» **WHAT YOU WILL DO**: Repeat the lines below word for word, starting at the line that contains "football pant and" and stopping after the final line.

» **DATA FOR THIS TASK**:
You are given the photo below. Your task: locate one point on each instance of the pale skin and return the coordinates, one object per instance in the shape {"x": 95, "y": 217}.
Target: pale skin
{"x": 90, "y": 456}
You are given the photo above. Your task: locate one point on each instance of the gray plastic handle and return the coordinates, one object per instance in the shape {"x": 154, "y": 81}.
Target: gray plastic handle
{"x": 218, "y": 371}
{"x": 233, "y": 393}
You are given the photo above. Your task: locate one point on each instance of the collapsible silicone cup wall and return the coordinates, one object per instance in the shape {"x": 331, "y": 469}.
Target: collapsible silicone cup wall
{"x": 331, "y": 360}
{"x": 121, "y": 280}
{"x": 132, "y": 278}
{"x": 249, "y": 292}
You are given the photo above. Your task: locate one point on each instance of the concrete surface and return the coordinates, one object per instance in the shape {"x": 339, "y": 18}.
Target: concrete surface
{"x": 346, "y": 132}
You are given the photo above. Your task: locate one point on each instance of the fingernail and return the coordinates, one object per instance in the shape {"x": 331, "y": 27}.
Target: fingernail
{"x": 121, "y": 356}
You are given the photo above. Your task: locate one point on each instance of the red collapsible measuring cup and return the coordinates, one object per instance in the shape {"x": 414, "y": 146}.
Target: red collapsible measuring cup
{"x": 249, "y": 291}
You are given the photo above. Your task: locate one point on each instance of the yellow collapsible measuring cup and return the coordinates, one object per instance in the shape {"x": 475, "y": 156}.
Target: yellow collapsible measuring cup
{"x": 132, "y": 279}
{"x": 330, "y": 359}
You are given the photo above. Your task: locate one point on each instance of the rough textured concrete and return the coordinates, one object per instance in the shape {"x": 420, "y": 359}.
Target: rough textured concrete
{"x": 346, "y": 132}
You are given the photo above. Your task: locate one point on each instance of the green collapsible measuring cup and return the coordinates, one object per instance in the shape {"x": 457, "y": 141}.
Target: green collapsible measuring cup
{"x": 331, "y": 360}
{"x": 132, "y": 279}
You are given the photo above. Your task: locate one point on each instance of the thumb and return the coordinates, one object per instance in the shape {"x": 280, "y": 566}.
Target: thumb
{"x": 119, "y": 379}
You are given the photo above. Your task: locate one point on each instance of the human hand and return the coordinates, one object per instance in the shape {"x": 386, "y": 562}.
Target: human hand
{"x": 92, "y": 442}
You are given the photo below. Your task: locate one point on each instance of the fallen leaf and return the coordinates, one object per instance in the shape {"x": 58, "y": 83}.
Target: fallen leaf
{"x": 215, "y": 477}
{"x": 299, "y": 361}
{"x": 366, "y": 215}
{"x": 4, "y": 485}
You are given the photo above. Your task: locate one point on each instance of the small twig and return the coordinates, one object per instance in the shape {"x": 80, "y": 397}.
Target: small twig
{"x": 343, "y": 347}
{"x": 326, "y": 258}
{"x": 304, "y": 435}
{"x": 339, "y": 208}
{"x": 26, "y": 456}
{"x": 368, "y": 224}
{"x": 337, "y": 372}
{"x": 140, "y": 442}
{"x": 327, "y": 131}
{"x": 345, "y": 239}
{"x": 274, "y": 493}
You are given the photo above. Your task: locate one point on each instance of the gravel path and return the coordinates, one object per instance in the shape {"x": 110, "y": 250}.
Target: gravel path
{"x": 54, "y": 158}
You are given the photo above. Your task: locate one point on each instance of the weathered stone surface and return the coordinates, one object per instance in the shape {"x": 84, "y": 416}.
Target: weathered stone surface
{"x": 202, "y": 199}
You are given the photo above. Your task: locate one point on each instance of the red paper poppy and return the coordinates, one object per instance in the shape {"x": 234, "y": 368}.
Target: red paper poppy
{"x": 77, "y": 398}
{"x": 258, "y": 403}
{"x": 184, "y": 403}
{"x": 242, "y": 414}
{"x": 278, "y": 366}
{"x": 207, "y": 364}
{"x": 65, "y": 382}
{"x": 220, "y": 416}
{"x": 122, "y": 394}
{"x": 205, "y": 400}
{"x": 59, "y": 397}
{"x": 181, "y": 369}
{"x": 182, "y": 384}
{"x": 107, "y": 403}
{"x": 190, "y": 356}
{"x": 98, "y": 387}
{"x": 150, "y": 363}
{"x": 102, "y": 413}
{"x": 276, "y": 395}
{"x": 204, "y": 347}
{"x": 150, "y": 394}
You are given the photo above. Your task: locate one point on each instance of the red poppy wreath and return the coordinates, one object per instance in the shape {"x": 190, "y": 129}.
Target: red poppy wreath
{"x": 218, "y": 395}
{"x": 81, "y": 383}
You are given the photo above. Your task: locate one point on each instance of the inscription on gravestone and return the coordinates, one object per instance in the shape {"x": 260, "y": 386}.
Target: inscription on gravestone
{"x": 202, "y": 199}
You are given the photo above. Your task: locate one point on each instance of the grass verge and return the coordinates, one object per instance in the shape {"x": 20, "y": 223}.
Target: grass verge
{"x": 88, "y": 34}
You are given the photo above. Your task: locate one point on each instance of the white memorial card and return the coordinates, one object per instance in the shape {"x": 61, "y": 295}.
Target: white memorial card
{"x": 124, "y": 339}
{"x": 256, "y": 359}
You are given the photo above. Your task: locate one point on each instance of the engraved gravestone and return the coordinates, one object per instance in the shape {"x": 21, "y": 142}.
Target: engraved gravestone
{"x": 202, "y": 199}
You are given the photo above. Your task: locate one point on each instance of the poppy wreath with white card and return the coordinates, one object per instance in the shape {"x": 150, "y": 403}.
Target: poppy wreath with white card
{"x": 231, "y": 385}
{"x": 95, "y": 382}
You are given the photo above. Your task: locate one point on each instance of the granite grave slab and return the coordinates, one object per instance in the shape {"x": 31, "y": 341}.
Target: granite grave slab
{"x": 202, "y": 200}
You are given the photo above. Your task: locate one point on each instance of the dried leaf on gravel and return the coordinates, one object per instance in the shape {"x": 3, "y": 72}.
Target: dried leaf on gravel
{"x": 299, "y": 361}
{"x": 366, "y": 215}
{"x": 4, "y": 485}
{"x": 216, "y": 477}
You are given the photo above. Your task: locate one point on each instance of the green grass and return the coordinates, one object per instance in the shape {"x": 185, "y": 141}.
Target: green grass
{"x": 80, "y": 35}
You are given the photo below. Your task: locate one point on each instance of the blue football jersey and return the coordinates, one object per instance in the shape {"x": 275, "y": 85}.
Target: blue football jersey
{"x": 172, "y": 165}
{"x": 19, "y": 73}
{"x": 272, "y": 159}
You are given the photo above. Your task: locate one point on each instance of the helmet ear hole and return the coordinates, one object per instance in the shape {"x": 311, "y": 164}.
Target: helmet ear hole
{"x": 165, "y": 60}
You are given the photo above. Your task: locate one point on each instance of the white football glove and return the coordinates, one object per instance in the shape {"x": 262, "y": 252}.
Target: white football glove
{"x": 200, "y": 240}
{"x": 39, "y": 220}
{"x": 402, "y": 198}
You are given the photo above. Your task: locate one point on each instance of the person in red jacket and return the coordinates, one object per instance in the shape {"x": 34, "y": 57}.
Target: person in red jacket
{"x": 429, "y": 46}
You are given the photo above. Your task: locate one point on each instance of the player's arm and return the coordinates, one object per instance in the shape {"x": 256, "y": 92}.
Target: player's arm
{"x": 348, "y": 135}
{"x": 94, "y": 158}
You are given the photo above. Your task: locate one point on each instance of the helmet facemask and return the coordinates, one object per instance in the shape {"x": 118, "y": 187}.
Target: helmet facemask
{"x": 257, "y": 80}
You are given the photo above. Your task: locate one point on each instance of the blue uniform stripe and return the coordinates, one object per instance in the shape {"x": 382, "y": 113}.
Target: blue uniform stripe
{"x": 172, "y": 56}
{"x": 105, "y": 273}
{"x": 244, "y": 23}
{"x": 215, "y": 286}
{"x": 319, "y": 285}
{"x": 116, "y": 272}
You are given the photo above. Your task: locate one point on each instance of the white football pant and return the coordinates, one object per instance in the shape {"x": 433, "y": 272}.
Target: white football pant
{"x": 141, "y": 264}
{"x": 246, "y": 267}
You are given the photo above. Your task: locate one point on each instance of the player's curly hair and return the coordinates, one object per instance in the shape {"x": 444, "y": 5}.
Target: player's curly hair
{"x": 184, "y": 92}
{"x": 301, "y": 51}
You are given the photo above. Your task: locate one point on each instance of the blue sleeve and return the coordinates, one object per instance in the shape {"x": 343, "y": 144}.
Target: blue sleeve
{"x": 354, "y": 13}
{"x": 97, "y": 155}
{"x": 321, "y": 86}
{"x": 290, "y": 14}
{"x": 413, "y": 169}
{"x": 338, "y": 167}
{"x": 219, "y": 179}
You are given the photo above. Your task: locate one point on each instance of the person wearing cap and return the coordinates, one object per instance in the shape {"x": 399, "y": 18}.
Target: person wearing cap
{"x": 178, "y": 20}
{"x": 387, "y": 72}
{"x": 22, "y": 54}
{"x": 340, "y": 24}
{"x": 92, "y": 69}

» **THE SOLUTION**:
You are given the photo above. Your task: locate one point on each instance of the white football pant and return the coordinates, one object per instance in the shape {"x": 433, "y": 272}.
Target: white football pant
{"x": 141, "y": 264}
{"x": 246, "y": 267}
You are given the photo above. Your task: locate one point on each instance of the player's curly hair and return the coordinates, one object per instance in the shape {"x": 444, "y": 5}.
Target: player's curly hair
{"x": 184, "y": 92}
{"x": 301, "y": 51}
You are given the photo above. Your task: locate one point on each instance of the blue sleeve and return the coordinates, one object per instance in the shape {"x": 343, "y": 144}.
Target: blue sleeve
{"x": 354, "y": 13}
{"x": 97, "y": 155}
{"x": 321, "y": 86}
{"x": 290, "y": 14}
{"x": 413, "y": 169}
{"x": 338, "y": 167}
{"x": 219, "y": 179}
You are given the photo above. Your task: locate one point on each instance of the person wearing cap and return the coordinates, one object per instance in the shape {"x": 399, "y": 18}.
Target: person wearing cap
{"x": 178, "y": 20}
{"x": 387, "y": 72}
{"x": 22, "y": 54}
{"x": 340, "y": 24}
{"x": 92, "y": 69}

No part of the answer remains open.